_ABOUT THIS EXERCISE_. Repeat what the lines below say, word for word, and skip every image.

_DATASET RECORDS_.
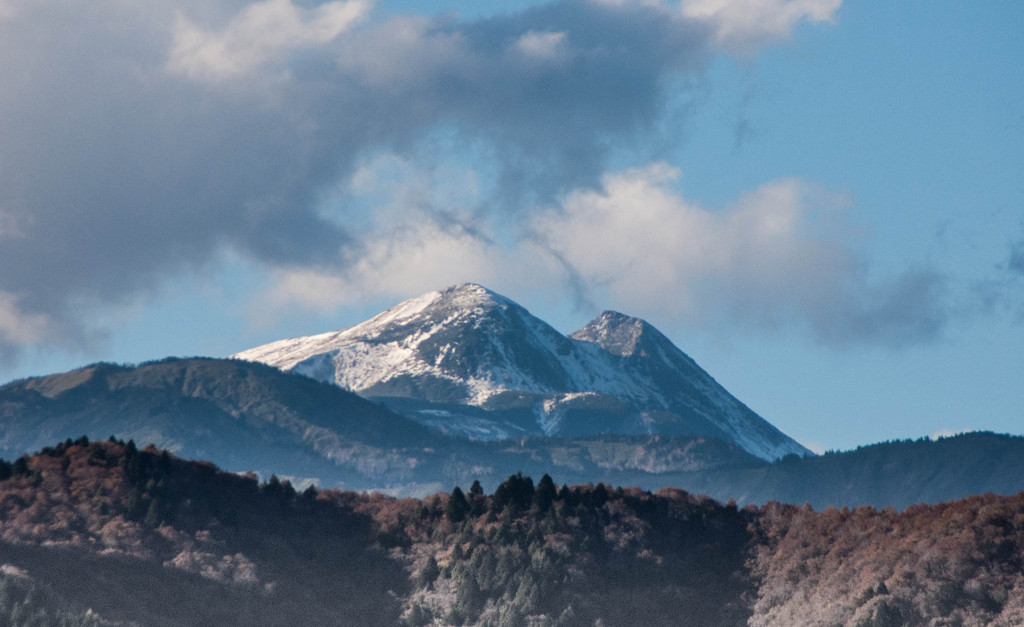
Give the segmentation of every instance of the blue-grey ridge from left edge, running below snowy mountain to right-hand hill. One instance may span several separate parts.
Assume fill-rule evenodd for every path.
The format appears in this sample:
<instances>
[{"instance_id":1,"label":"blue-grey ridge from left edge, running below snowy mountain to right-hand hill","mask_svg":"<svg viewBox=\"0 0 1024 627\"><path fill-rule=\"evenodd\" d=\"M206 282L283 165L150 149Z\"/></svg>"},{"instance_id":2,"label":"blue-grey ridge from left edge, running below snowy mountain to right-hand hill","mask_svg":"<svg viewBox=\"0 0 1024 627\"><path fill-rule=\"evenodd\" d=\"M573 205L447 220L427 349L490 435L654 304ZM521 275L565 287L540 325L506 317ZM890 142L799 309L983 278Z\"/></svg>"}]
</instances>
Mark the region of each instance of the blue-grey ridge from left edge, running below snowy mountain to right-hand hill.
<instances>
[{"instance_id":1,"label":"blue-grey ridge from left edge, running below snowy mountain to right-hand hill","mask_svg":"<svg viewBox=\"0 0 1024 627\"><path fill-rule=\"evenodd\" d=\"M0 387L0 457L115 435L299 485L423 495L516 470L660 487L669 475L762 463L713 438L447 436L337 385L238 360L96 364Z\"/></svg>"}]
</instances>

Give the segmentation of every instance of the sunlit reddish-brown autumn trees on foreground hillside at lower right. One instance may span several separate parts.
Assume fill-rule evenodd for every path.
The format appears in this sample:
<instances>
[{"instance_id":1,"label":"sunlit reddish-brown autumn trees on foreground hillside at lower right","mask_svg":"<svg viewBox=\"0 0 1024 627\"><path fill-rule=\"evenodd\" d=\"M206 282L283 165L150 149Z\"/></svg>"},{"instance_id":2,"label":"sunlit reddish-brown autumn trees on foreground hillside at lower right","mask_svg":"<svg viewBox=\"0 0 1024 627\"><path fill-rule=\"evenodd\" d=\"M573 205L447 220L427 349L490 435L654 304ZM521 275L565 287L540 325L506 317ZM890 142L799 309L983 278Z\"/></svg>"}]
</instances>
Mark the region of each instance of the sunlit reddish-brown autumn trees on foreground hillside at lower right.
<instances>
[{"instance_id":1,"label":"sunlit reddish-brown autumn trees on foreground hillside at lower right","mask_svg":"<svg viewBox=\"0 0 1024 627\"><path fill-rule=\"evenodd\" d=\"M1024 495L759 514L753 625L1024 624Z\"/></svg>"}]
</instances>

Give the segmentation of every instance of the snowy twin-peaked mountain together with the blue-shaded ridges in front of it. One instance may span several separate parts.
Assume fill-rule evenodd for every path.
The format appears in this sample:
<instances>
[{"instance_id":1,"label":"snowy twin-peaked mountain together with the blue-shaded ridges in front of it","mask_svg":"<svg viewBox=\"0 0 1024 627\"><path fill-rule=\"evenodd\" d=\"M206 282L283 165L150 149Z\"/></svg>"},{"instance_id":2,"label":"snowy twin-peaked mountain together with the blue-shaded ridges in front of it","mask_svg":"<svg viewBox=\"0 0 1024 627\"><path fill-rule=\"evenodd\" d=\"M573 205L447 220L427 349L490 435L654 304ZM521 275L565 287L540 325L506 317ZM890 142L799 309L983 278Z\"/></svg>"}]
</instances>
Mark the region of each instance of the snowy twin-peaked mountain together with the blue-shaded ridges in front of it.
<instances>
[{"instance_id":1,"label":"snowy twin-peaked mountain together with the blue-shaded ridges in front of it","mask_svg":"<svg viewBox=\"0 0 1024 627\"><path fill-rule=\"evenodd\" d=\"M236 359L95 364L0 387L0 457L81 435L299 488L413 496L474 480L493 490L516 471L816 507L1024 487L1024 438L814 456L647 323L606 311L564 336L477 285Z\"/></svg>"}]
</instances>

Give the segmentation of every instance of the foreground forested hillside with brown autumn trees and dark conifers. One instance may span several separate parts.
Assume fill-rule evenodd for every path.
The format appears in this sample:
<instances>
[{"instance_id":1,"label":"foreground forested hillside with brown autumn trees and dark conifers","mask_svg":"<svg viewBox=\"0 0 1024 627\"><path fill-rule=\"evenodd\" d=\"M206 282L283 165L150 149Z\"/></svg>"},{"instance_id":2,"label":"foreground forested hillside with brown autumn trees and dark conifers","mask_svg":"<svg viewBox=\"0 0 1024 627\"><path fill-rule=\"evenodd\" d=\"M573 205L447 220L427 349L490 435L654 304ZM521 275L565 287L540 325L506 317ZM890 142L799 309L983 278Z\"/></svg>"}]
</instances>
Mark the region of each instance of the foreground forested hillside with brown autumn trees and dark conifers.
<instances>
[{"instance_id":1,"label":"foreground forested hillside with brown autumn trees and dark conifers","mask_svg":"<svg viewBox=\"0 0 1024 627\"><path fill-rule=\"evenodd\" d=\"M816 512L517 473L394 499L113 438L0 463L10 625L1019 625L1021 547L1020 494Z\"/></svg>"}]
</instances>

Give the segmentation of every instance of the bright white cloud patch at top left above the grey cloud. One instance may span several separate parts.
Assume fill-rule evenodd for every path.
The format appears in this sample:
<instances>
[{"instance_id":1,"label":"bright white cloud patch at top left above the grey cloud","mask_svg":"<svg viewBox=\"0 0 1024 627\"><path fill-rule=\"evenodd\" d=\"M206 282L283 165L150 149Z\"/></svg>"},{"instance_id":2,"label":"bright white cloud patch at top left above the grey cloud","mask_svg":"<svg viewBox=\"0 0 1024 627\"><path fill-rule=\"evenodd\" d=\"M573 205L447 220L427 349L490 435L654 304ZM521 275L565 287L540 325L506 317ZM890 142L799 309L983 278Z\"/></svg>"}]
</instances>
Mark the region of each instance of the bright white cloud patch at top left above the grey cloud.
<instances>
[{"instance_id":1,"label":"bright white cloud patch at top left above the grey cloud","mask_svg":"<svg viewBox=\"0 0 1024 627\"><path fill-rule=\"evenodd\" d=\"M289 50L334 40L371 6L369 0L348 0L303 9L292 0L264 0L247 6L220 32L206 31L179 13L168 68L194 79L244 75Z\"/></svg>"}]
</instances>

_RESULT OF THE TASK_.
Give the segmentation of every instance of the blue-grey ridge from left edge, running below snowy mountain to right-hand hill. One instance may span several separate parts.
Assume fill-rule evenodd for every path.
The format appears in this sample:
<instances>
[{"instance_id":1,"label":"blue-grey ridge from left edge, running below snowy mountain to right-hand hill","mask_svg":"<svg viewBox=\"0 0 1024 627\"><path fill-rule=\"evenodd\" d=\"M206 282L283 165L150 149Z\"/></svg>"},{"instance_id":2,"label":"blue-grey ridge from left edge, running below snowy mountain to right-hand hill","mask_svg":"<svg viewBox=\"0 0 1024 627\"><path fill-rule=\"evenodd\" d=\"M573 205L447 220L427 349L490 435L654 304ZM521 275L565 287L540 325L506 317ZM890 142L799 309L983 278Z\"/></svg>"}]
</instances>
Mark the region of each instance of the blue-grey ridge from left edge, running below snowy mountain to right-hand hill.
<instances>
[{"instance_id":1,"label":"blue-grey ridge from left edge, running below snowy mountain to right-hand hill","mask_svg":"<svg viewBox=\"0 0 1024 627\"><path fill-rule=\"evenodd\" d=\"M0 387L0 457L115 435L299 485L423 495L516 470L660 487L669 475L762 463L713 438L447 436L337 385L238 360L96 364Z\"/></svg>"}]
</instances>

Give the segmentation of every instance of the sunlit reddish-brown autumn trees on foreground hillside at lower right. One instance may span several separate parts.
Assume fill-rule evenodd for every path.
The format appears in this sample:
<instances>
[{"instance_id":1,"label":"sunlit reddish-brown autumn trees on foreground hillside at lower right","mask_svg":"<svg viewBox=\"0 0 1024 627\"><path fill-rule=\"evenodd\" d=\"M206 282L283 165L150 149Z\"/></svg>"},{"instance_id":2,"label":"sunlit reddish-brown autumn trees on foreground hillside at lower right","mask_svg":"<svg viewBox=\"0 0 1024 627\"><path fill-rule=\"evenodd\" d=\"M573 205L447 220L427 349L490 435L654 304ZM521 275L565 287L540 325L506 317ZM890 142L799 309L983 278Z\"/></svg>"}]
</instances>
Mark the region of each instance of the sunlit reddish-brown autumn trees on foreground hillside at lower right.
<instances>
[{"instance_id":1,"label":"sunlit reddish-brown autumn trees on foreground hillside at lower right","mask_svg":"<svg viewBox=\"0 0 1024 627\"><path fill-rule=\"evenodd\" d=\"M1024 495L759 514L753 625L1024 624Z\"/></svg>"}]
</instances>

Give the segmentation of every instance of the snowy twin-peaked mountain together with the blue-shaded ridges in front of it. One instance may span several separate parts.
Assume fill-rule evenodd for every path.
The format appears in this sample:
<instances>
[{"instance_id":1,"label":"snowy twin-peaked mountain together with the blue-shaded ridges in front of it","mask_svg":"<svg viewBox=\"0 0 1024 627\"><path fill-rule=\"evenodd\" d=\"M206 282L283 165L150 149Z\"/></svg>"},{"instance_id":2,"label":"snowy twin-peaked mountain together with the blue-shaded ridges in front of it","mask_svg":"<svg viewBox=\"0 0 1024 627\"><path fill-rule=\"evenodd\" d=\"M573 205L447 220L427 349L490 435L654 304ZM521 275L565 287L540 325L506 317ZM890 142L799 309L983 278Z\"/></svg>"}]
</instances>
Mark the region of each instance of the snowy twin-peaked mountain together with the blue-shaded ridges in front of it.
<instances>
[{"instance_id":1,"label":"snowy twin-peaked mountain together with the blue-shaded ridges in front of it","mask_svg":"<svg viewBox=\"0 0 1024 627\"><path fill-rule=\"evenodd\" d=\"M236 359L95 364L0 387L0 457L81 435L299 488L413 496L474 480L493 490L516 471L816 507L1024 487L1024 438L814 456L647 323L606 311L564 336L477 285Z\"/></svg>"}]
</instances>

Give the segmentation of every instance of the foreground forested hillside with brown autumn trees and dark conifers. One instance may span several separate parts.
Assume fill-rule evenodd for every path.
The format appears in this sample:
<instances>
[{"instance_id":1,"label":"foreground forested hillside with brown autumn trees and dark conifers","mask_svg":"<svg viewBox=\"0 0 1024 627\"><path fill-rule=\"evenodd\" d=\"M206 282L283 165L150 149Z\"/></svg>"},{"instance_id":2,"label":"foreground forested hillside with brown autumn trees and dark conifers","mask_svg":"<svg viewBox=\"0 0 1024 627\"><path fill-rule=\"evenodd\" d=\"M573 205L447 220L427 349L490 435L654 304ZM521 275L565 287L540 325L506 317ZM890 142L799 309L983 278Z\"/></svg>"}]
</instances>
Mark the region of each instance of the foreground forested hillside with brown autumn trees and dark conifers.
<instances>
[{"instance_id":1,"label":"foreground forested hillside with brown autumn trees and dark conifers","mask_svg":"<svg viewBox=\"0 0 1024 627\"><path fill-rule=\"evenodd\" d=\"M816 512L517 473L394 499L113 438L0 463L10 625L1019 625L1021 547L1020 494Z\"/></svg>"}]
</instances>

Give the segmentation of every instance of the bright white cloud patch at top left above the grey cloud. One instance may span several separate parts.
Assume fill-rule evenodd for every path.
The format appears in this sample:
<instances>
[{"instance_id":1,"label":"bright white cloud patch at top left above the grey cloud","mask_svg":"<svg viewBox=\"0 0 1024 627\"><path fill-rule=\"evenodd\" d=\"M206 282L283 165L150 149Z\"/></svg>"},{"instance_id":2,"label":"bright white cloud patch at top left above the grey cloud","mask_svg":"<svg viewBox=\"0 0 1024 627\"><path fill-rule=\"evenodd\" d=\"M573 205L447 220L427 349L490 435L654 304ZM521 275L565 287L540 325L506 317ZM890 142L799 309L983 278Z\"/></svg>"}]
</instances>
Mark the region of each instance of the bright white cloud patch at top left above the grey cloud.
<instances>
[{"instance_id":1,"label":"bright white cloud patch at top left above the grey cloud","mask_svg":"<svg viewBox=\"0 0 1024 627\"><path fill-rule=\"evenodd\" d=\"M289 50L334 40L371 6L369 0L348 0L303 9L292 0L264 0L247 6L220 32L206 31L179 13L168 68L194 79L244 75Z\"/></svg>"}]
</instances>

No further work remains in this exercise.